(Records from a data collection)
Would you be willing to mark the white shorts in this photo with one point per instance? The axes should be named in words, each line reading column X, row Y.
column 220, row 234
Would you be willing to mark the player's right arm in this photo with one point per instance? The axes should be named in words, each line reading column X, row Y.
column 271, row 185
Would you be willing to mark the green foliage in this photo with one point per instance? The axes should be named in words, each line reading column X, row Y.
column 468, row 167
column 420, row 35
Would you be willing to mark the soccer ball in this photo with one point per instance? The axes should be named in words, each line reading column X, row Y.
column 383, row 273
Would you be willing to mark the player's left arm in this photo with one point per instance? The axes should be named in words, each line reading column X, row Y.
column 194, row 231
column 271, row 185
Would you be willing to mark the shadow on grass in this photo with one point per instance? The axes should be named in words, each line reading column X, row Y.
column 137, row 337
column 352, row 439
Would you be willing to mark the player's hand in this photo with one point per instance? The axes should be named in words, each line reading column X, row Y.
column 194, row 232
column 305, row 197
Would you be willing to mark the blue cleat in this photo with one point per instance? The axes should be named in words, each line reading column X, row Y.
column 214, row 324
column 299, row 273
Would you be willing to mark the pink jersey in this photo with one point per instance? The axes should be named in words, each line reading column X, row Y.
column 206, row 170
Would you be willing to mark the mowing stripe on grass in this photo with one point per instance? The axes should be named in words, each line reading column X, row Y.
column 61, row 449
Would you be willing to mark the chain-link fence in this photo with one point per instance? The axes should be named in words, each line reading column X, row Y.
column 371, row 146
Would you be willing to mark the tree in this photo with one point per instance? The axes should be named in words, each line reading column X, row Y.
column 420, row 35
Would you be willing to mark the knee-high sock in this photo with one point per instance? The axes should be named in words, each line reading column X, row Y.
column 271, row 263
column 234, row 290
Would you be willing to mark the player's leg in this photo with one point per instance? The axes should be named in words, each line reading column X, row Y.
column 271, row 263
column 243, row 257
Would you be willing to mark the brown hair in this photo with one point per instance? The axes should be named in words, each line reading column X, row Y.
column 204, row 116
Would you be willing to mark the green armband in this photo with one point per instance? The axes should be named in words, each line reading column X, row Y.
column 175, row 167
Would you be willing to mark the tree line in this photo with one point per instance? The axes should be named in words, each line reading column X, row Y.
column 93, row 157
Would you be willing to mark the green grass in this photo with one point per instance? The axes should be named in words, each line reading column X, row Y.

WHAT THE TASK REQUIRES ->
Please rewrite the lines from the one containing "Would you be willing to mark the mowing" through the one containing "column 371, row 146", swapping in "wire fence" wherever "chain-link fence" appears and changing nothing else.

REPLY TO THE TASK ->
Would you be willing to mark the mowing stripe on grass in this photo with one point per instance? The axes should be named in words, each line reading column X, row Y.
column 61, row 449
Would you be willing to mark the wire fence in this photo with one point per instance? The axes should be named in words, each line reading column X, row Y.
column 371, row 146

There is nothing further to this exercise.